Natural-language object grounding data
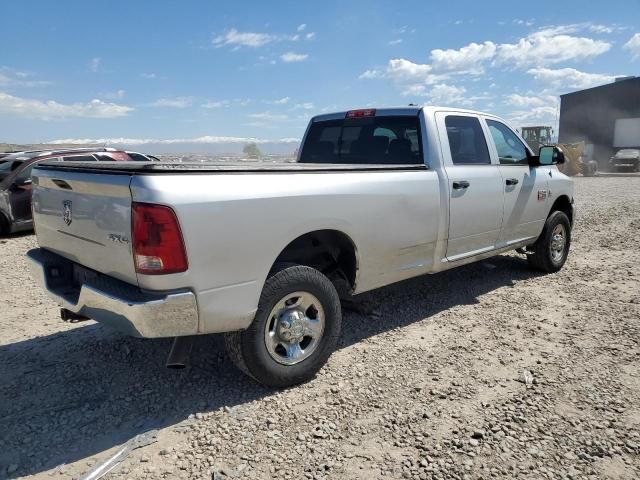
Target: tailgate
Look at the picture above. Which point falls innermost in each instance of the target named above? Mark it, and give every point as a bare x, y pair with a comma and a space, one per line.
86, 217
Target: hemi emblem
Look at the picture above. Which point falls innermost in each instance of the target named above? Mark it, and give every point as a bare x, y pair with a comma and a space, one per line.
66, 212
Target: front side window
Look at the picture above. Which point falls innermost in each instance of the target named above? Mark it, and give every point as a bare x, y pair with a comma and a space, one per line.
511, 151
388, 140
24, 174
466, 141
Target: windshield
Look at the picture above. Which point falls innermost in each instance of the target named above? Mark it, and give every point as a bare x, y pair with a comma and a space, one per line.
627, 152
390, 140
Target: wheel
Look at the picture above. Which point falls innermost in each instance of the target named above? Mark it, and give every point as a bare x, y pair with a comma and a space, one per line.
295, 329
552, 247
4, 226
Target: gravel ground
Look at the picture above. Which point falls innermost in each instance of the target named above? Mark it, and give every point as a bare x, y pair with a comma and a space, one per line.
428, 385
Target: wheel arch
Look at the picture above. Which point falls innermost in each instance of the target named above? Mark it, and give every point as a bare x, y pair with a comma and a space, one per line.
332, 252
563, 204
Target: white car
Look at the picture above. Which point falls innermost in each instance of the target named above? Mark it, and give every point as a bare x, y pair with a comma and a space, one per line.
264, 252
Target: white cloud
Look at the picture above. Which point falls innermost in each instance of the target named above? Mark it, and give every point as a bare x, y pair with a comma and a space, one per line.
527, 23
207, 139
10, 77
569, 77
441, 94
373, 73
48, 110
468, 59
303, 106
517, 100
215, 104
243, 39
550, 46
268, 116
545, 47
595, 28
633, 45
290, 57
174, 102
280, 101
94, 64
533, 116
118, 94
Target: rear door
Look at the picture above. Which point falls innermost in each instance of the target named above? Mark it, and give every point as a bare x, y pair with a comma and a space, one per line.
20, 193
525, 188
475, 186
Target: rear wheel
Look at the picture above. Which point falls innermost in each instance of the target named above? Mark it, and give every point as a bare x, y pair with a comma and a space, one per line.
295, 329
552, 247
4, 226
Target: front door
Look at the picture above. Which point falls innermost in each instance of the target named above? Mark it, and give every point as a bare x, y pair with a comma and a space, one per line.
475, 186
20, 193
525, 188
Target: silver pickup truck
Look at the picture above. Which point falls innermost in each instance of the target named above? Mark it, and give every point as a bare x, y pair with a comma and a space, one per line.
266, 252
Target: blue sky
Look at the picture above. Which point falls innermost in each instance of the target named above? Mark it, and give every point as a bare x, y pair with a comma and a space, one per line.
183, 70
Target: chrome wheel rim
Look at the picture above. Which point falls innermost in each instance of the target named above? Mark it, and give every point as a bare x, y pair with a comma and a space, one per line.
558, 242
294, 328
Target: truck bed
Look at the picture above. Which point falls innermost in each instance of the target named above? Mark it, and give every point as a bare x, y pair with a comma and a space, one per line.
219, 167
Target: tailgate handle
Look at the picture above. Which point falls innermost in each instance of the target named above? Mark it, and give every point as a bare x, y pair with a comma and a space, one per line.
62, 184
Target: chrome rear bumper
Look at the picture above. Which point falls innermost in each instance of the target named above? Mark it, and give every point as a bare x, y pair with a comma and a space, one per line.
115, 303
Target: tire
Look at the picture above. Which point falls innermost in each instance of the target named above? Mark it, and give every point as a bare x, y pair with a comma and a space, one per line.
546, 255
282, 316
4, 226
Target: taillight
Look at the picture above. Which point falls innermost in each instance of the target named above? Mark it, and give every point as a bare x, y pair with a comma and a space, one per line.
158, 247
369, 112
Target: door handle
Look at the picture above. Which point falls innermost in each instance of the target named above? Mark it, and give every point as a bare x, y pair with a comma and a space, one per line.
460, 184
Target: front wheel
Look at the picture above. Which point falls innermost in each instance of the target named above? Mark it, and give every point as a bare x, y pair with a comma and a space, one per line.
295, 329
552, 247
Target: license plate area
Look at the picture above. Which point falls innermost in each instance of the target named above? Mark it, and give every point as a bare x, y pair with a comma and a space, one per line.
82, 275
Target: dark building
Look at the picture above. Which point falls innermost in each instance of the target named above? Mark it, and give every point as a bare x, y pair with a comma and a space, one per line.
590, 115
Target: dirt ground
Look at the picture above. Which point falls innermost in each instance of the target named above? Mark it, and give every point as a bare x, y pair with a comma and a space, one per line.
428, 385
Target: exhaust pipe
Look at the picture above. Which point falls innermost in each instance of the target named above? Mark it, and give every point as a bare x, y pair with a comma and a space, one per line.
180, 354
72, 317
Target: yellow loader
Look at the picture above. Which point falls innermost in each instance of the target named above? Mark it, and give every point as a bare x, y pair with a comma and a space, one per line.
574, 153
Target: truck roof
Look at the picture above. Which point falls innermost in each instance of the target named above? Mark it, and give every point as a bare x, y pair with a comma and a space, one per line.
398, 111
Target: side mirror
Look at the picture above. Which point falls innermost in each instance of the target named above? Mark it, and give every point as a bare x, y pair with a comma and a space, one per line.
549, 155
22, 183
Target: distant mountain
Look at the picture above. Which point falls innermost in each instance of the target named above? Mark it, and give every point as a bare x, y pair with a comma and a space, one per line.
199, 145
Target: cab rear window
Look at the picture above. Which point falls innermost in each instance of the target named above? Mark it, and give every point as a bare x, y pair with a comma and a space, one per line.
390, 140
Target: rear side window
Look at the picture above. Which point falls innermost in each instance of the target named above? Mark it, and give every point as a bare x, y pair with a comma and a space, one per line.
392, 140
466, 141
79, 158
136, 157
511, 151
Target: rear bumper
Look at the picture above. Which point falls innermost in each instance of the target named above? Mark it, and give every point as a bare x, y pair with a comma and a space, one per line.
117, 304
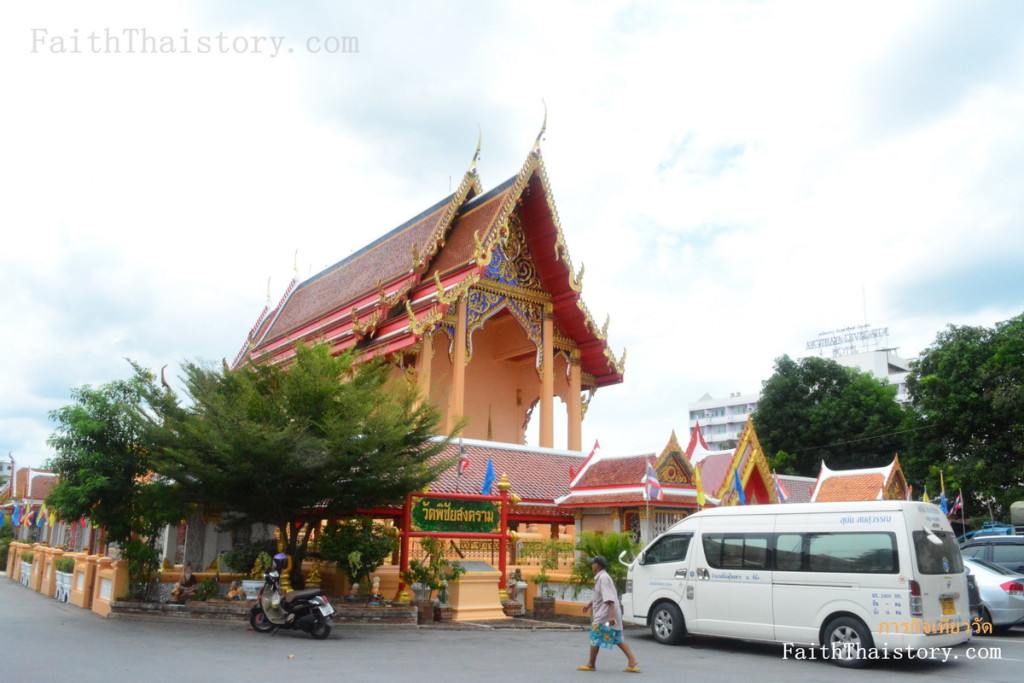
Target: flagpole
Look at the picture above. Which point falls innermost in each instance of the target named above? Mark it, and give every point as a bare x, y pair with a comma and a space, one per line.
960, 494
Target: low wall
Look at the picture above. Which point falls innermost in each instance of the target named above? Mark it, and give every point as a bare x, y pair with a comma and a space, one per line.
238, 610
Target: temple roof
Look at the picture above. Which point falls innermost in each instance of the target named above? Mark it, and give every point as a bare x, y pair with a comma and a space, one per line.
860, 484
538, 475
32, 483
384, 297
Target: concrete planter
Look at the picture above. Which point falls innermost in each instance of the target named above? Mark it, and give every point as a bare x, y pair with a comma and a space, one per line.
251, 587
61, 588
544, 607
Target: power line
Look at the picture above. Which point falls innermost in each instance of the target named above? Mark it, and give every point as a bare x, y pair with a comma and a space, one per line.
863, 438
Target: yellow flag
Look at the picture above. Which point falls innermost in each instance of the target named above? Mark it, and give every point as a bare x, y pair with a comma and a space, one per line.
696, 482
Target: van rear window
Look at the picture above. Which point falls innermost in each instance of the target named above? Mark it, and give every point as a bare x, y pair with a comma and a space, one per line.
937, 552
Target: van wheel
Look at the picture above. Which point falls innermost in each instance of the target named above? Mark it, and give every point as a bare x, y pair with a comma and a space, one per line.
848, 640
667, 624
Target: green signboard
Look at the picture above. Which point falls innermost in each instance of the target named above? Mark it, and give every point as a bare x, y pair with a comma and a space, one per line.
439, 514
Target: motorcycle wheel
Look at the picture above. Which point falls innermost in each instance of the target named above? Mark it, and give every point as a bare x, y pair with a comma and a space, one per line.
322, 629
259, 622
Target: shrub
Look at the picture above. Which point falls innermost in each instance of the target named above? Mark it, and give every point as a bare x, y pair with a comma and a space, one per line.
242, 560
208, 588
608, 545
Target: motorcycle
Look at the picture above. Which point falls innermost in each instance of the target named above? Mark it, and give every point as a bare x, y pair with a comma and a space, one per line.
307, 610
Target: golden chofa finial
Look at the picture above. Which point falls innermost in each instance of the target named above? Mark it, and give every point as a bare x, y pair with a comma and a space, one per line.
476, 155
544, 127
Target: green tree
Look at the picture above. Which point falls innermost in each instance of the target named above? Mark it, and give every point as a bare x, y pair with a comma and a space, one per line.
291, 446
816, 410
104, 473
968, 387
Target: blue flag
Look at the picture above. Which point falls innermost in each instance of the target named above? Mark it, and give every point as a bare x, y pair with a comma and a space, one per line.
488, 478
739, 486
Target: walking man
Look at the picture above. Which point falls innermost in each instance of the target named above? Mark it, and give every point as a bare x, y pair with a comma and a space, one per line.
606, 616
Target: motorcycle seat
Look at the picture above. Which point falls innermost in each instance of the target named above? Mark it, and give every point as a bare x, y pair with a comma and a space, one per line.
305, 594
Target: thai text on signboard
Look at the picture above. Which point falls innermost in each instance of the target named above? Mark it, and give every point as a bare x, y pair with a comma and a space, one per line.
438, 514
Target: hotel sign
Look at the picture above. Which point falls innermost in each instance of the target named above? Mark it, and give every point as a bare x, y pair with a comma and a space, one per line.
439, 514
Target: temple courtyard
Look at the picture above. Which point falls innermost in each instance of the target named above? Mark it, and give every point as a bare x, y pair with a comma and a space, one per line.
46, 641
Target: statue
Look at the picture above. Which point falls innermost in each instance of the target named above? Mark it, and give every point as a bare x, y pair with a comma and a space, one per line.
187, 587
236, 592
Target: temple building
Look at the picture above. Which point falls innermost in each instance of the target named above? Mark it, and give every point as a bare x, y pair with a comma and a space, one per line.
475, 300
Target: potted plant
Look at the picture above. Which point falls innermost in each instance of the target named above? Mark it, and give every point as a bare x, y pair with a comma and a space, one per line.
431, 573
357, 547
544, 601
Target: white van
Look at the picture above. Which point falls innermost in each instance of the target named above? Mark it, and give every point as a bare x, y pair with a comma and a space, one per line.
855, 579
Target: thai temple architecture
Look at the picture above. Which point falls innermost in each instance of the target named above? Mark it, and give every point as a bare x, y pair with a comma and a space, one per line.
475, 300
873, 483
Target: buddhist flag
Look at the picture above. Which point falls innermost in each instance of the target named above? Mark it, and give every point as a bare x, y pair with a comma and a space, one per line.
957, 503
942, 498
652, 487
488, 477
739, 486
696, 482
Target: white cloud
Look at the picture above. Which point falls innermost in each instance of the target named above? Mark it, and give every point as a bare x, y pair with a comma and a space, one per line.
735, 177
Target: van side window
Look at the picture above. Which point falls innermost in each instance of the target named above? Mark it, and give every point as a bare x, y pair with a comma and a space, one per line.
736, 551
937, 552
788, 552
871, 552
668, 549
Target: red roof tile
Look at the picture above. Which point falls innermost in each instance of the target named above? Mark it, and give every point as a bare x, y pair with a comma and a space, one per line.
540, 474
614, 471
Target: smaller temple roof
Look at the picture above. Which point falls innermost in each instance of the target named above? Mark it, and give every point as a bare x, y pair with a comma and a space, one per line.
870, 483
32, 483
538, 475
799, 488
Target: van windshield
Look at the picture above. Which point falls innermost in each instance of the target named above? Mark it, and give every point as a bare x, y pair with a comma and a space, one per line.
941, 557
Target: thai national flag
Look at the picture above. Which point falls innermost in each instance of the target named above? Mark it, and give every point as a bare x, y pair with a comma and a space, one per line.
463, 465
652, 487
780, 491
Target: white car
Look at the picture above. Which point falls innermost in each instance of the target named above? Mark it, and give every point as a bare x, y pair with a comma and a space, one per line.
1001, 593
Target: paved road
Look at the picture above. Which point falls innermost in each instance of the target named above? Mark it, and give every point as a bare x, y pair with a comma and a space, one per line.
44, 641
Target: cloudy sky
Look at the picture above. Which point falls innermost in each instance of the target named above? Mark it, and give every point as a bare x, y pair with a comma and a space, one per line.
737, 177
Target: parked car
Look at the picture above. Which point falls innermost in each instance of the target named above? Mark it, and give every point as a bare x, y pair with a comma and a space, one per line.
1001, 593
1007, 551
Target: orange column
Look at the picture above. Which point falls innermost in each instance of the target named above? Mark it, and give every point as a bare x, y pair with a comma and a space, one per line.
457, 402
547, 436
574, 407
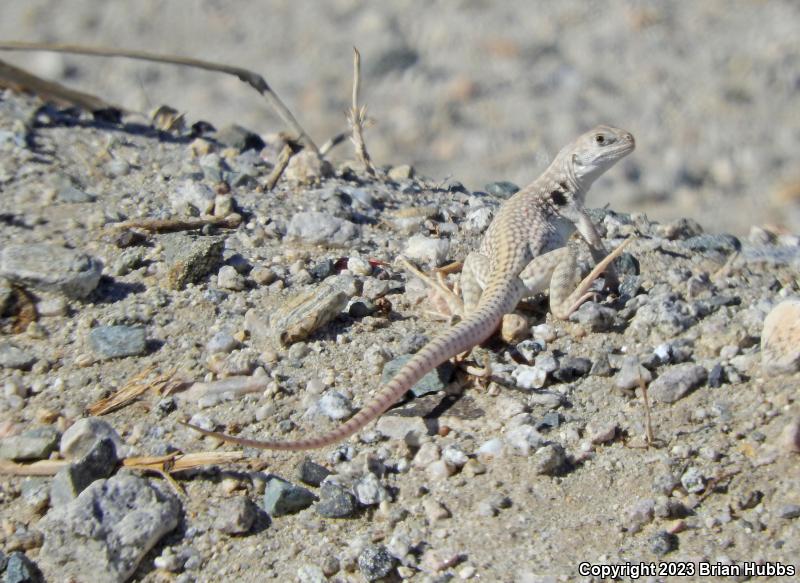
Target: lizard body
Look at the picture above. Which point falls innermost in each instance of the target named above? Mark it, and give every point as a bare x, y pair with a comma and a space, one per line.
523, 253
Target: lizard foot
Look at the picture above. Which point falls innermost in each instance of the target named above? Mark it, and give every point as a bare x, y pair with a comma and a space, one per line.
451, 303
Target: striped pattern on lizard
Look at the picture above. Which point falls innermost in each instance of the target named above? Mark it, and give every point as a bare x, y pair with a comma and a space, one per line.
524, 252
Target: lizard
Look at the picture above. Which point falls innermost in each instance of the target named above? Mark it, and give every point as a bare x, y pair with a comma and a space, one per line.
523, 253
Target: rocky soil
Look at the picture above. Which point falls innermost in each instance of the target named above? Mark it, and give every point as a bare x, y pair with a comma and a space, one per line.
481, 90
280, 319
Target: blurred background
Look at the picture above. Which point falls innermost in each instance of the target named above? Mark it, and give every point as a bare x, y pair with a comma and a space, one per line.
478, 90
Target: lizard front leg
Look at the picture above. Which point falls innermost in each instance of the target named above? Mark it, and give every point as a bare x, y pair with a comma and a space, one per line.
557, 272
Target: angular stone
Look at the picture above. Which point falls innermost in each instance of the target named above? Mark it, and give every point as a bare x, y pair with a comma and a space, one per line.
780, 339
80, 437
676, 382
335, 501
189, 258
73, 479
51, 268
235, 515
118, 341
301, 315
34, 444
104, 533
13, 357
282, 497
433, 382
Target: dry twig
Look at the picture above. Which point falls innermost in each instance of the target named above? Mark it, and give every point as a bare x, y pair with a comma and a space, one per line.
183, 224
357, 118
647, 419
255, 80
135, 387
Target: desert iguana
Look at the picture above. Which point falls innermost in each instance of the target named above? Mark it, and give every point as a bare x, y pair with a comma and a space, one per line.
523, 253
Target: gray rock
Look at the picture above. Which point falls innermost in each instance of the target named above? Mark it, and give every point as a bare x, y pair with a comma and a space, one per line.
434, 381
663, 542
572, 368
222, 342
789, 511
311, 473
677, 382
594, 316
780, 339
190, 258
118, 341
70, 481
502, 188
708, 243
306, 312
34, 444
426, 250
693, 480
408, 429
335, 405
335, 501
104, 533
20, 569
319, 228
235, 515
13, 357
369, 491
631, 374
549, 460
192, 197
70, 194
282, 497
229, 278
80, 437
375, 562
639, 515
36, 493
51, 268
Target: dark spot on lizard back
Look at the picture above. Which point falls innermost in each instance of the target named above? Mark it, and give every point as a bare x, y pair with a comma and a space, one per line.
557, 195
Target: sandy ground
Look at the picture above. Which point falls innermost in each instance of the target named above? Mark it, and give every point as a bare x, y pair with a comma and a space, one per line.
479, 90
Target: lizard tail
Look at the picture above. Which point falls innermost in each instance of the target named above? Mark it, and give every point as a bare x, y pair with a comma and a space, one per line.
471, 331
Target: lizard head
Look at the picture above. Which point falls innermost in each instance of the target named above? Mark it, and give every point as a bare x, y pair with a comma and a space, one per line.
598, 150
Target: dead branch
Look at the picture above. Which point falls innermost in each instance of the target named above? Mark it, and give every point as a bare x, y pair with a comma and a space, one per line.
357, 117
255, 80
184, 224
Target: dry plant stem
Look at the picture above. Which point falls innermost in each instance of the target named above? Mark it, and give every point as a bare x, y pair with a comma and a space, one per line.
332, 143
12, 77
255, 80
357, 116
173, 225
40, 468
280, 166
647, 418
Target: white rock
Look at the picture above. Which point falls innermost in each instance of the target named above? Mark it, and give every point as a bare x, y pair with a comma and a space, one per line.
431, 252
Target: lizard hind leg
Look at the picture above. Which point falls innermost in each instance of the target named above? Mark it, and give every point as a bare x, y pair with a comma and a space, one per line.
452, 303
567, 290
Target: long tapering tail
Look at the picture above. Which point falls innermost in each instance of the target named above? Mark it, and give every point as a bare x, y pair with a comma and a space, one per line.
474, 329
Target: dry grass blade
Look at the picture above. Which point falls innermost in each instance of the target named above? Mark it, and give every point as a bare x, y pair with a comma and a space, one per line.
255, 80
283, 161
166, 465
357, 117
183, 224
647, 418
40, 468
12, 77
133, 389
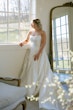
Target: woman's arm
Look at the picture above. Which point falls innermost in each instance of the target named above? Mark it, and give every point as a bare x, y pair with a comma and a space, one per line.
43, 42
26, 40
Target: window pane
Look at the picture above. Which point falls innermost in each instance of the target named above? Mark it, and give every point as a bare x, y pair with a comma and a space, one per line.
24, 6
57, 22
59, 47
3, 5
63, 20
3, 27
58, 31
66, 19
63, 29
13, 5
3, 35
13, 35
60, 65
13, 21
59, 39
65, 46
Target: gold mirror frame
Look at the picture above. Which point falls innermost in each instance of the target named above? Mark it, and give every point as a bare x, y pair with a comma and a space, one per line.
68, 4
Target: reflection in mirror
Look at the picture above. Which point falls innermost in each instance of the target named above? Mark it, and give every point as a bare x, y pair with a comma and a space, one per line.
61, 38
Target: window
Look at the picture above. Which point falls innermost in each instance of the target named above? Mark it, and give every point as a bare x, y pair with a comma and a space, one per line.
61, 43
15, 17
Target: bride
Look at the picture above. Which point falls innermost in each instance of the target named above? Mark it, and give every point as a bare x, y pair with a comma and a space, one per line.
36, 75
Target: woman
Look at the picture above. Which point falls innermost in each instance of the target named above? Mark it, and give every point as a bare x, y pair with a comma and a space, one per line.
36, 74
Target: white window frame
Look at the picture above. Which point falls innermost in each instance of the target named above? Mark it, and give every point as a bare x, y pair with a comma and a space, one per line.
32, 14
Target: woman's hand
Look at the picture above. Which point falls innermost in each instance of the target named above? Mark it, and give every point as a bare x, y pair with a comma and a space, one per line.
36, 56
21, 44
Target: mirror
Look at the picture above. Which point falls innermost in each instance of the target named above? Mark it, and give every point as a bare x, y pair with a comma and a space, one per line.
61, 38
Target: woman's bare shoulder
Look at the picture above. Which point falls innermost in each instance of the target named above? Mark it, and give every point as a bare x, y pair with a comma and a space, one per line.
43, 33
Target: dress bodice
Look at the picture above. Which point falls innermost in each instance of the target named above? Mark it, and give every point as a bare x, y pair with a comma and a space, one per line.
35, 40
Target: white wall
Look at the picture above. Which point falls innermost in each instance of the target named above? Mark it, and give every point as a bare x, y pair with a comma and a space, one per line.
43, 12
11, 60
11, 56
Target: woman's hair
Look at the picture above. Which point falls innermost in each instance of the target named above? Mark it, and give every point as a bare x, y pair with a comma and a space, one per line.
38, 23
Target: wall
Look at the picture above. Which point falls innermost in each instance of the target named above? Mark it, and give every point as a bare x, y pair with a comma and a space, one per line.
43, 12
11, 56
11, 60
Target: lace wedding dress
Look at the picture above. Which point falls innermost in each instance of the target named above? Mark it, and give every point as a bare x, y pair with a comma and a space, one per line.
37, 77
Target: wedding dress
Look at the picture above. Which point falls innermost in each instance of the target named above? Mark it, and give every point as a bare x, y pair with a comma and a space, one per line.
38, 78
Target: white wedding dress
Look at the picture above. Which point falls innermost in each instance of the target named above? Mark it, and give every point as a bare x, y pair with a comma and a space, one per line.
37, 77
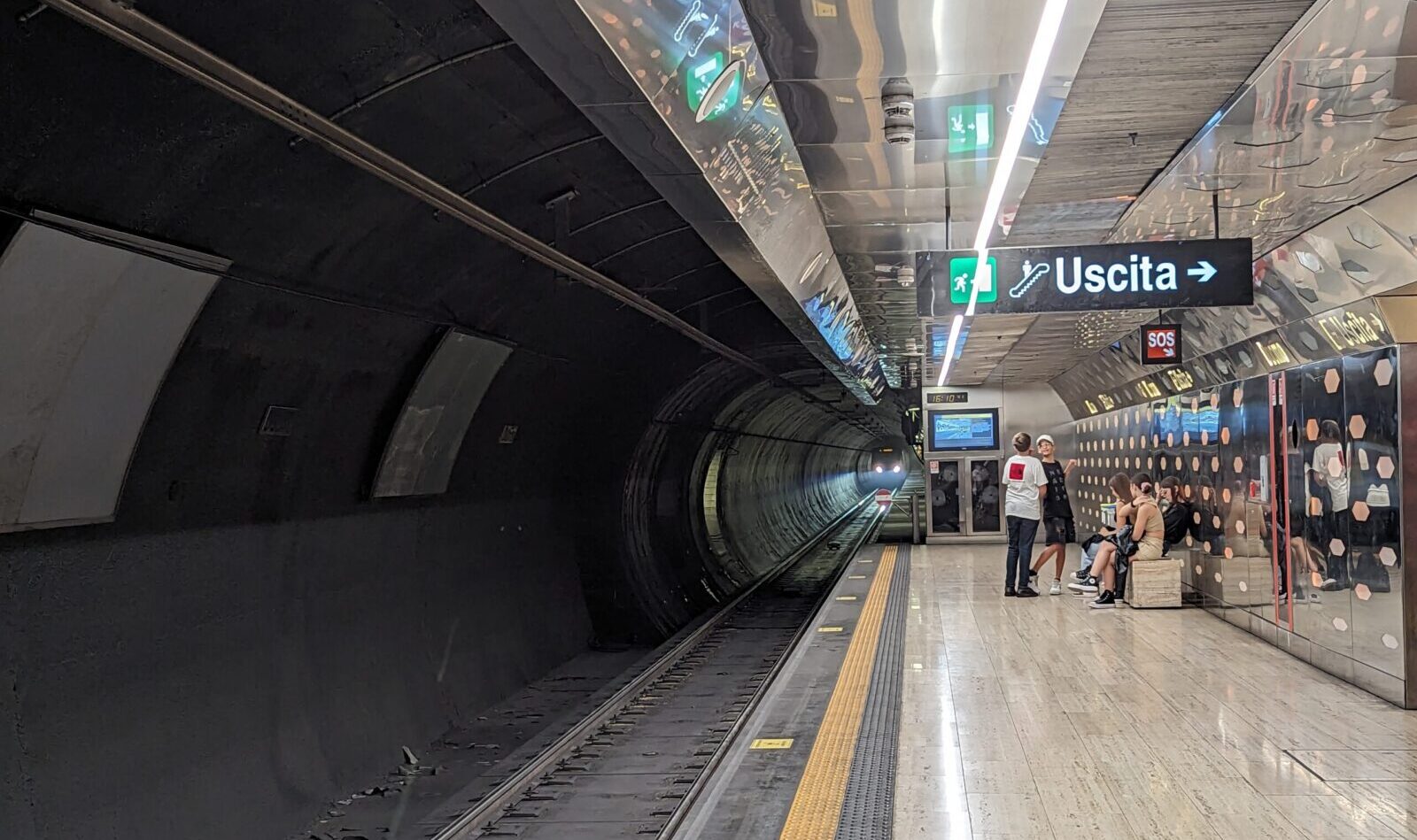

The problem
Copy out every line in the records where the word "truck" is found.

Solution to this exercise
Target: silver pickup truck
Target: truck bed
Target: truck roof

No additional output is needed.